The Honorable Kevin McCarthy The Honorable Steve Scalise
Speaker of the House Majority Leader
The Honorable James Comer The Honorable Jim Jordan
Committee on Oversight and Accountability Committee on the Judiciary
The Honorable Michael McCaul
Committee on Foreign Affairs
March 9, 2023
Dear Mr. Speaker and Leaders of the House,
The US State Department (DOS) is slandering Guatemala to hide its own crimes. The undersigned US citizens reject DOS’s betrayal of US values and laws and urge you to investigate, beginning with Guatemala, DOS weaponization of the US government abroad.
DOS’s latest meddling in Guatemala, since 2021, exhibits arrogance from being drunk on power. Effectively immune on account of weak or ineffective congressional oversight for so long, DOS has become brazenly criminal.
This letter is a challenge to Congress to investigate DOS actions. What follows is a sample of DOS arrogance that invites scrutiny.
• • •
• _Parts of the exercise_:
a - Answer these questions using the letter:
(i) What date does the letter carry?
(ii) Since what year has the State Department's latest meddling in Guatemala taken place, according to the letter?
(iii) With which country does the letter urge the investigation of State Department weaponization to begin?
b - Retype the letter from "The Honorable Kevin" to "become brazenly criminal.".

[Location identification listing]
• • •
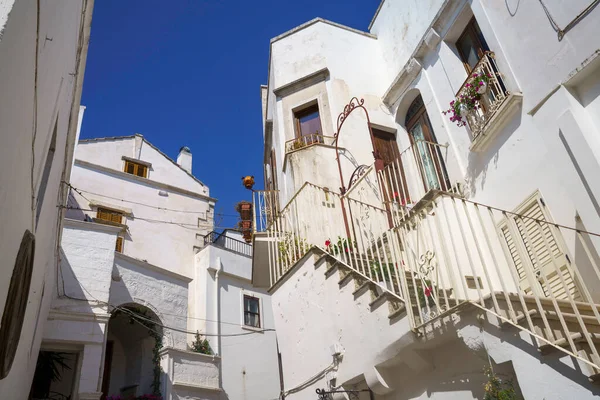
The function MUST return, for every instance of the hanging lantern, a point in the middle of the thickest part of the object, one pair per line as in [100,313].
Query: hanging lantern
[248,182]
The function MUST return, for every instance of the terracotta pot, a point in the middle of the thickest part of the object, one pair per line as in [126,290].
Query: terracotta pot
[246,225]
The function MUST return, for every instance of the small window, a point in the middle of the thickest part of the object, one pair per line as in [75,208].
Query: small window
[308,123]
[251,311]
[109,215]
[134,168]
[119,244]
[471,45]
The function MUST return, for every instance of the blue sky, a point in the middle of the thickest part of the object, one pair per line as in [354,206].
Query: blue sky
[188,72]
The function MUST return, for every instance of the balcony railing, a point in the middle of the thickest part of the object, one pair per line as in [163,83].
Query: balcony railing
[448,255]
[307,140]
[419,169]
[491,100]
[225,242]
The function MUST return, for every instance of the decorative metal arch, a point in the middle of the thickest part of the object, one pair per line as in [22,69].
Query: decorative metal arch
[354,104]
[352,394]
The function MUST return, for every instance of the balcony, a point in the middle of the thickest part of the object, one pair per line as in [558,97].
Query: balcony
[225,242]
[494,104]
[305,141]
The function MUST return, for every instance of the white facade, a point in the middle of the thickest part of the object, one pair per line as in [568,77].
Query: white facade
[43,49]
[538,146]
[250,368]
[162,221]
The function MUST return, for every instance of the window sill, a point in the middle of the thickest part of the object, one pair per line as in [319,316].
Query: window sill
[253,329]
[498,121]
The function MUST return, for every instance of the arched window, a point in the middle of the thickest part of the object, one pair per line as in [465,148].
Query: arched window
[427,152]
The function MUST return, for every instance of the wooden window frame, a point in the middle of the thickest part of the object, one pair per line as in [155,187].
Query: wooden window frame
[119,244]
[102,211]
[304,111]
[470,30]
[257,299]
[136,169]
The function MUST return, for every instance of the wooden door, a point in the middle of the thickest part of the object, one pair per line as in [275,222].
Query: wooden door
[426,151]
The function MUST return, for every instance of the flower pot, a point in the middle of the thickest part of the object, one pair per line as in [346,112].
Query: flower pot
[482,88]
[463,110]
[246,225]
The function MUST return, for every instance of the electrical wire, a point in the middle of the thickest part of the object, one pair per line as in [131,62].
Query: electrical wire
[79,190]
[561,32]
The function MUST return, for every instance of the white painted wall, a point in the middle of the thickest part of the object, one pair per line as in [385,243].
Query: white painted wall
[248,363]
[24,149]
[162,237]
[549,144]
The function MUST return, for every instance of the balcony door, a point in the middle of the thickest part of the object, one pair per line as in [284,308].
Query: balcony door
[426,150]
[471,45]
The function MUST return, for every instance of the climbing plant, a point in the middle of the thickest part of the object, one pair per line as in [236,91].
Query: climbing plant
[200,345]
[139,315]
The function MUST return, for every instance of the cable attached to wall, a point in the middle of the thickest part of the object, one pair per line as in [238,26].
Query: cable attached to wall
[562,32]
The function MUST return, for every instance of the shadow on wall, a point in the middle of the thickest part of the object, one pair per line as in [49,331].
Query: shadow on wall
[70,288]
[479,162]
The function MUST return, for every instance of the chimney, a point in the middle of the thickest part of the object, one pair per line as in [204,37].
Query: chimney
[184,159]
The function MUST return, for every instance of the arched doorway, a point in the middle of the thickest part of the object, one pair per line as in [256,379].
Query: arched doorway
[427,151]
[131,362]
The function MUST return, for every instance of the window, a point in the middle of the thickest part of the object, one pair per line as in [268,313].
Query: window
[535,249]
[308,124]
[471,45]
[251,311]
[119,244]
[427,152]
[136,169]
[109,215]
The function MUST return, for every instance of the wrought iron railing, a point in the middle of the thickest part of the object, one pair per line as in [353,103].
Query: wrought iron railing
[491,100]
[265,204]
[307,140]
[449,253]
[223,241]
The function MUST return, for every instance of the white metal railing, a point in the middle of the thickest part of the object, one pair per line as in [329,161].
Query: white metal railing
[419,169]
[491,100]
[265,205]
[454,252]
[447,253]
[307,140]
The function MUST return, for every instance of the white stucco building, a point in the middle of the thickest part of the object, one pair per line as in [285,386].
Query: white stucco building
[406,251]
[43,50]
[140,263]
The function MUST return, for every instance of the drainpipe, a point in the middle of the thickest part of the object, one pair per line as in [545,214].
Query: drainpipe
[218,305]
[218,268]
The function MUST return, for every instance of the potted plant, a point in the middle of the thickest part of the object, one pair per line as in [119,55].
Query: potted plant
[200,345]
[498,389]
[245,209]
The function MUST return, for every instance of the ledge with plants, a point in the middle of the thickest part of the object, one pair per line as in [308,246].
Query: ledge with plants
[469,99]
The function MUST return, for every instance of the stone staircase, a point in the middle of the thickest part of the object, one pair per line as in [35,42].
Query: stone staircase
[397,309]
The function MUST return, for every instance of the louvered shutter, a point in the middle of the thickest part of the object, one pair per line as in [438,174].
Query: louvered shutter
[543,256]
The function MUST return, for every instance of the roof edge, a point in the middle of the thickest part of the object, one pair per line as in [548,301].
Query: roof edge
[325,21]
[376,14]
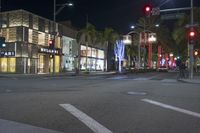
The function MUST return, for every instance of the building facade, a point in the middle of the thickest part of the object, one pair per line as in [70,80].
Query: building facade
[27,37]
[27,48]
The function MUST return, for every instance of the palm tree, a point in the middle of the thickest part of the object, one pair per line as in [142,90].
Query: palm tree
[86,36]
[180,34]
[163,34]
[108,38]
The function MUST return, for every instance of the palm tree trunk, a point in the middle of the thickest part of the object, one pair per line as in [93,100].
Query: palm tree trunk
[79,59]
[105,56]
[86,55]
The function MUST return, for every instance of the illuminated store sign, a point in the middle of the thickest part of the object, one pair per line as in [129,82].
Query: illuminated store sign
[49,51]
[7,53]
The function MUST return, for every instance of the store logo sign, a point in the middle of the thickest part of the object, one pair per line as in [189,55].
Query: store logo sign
• • •
• _Solutions to the tasks_:
a -
(i) March 9, 2023
(ii) 2021
(iii) Guatemala

b -
The Honorable Kevin McCarthy The Honorable Steve Scalise
Speaker of the House Majority Leader
The Honorable James Comer The Honorable Jim Jordan
Committee on Oversight and Accountability Committee on the Judiciary
The Honorable Michael McCaul
Committee on Foreign Affairs
March 9, 2023
Dear Mr. Speaker and Leaders of the House,
The US State Department (DOS) is slandering Guatemala to hide its own crimes. The undersigned US citizens reject DOS’s betrayal of US values and laws and urge you to investigate, beginning with Guatemala, DOS weaponization of the US government abroad.
DOS’s latest meddling in Guatemala, since 2021, exhibits arrogance from being drunk on power. Effectively immune on account of weak or ineffective congressional oversight for so long, DOS has become brazenly criminal.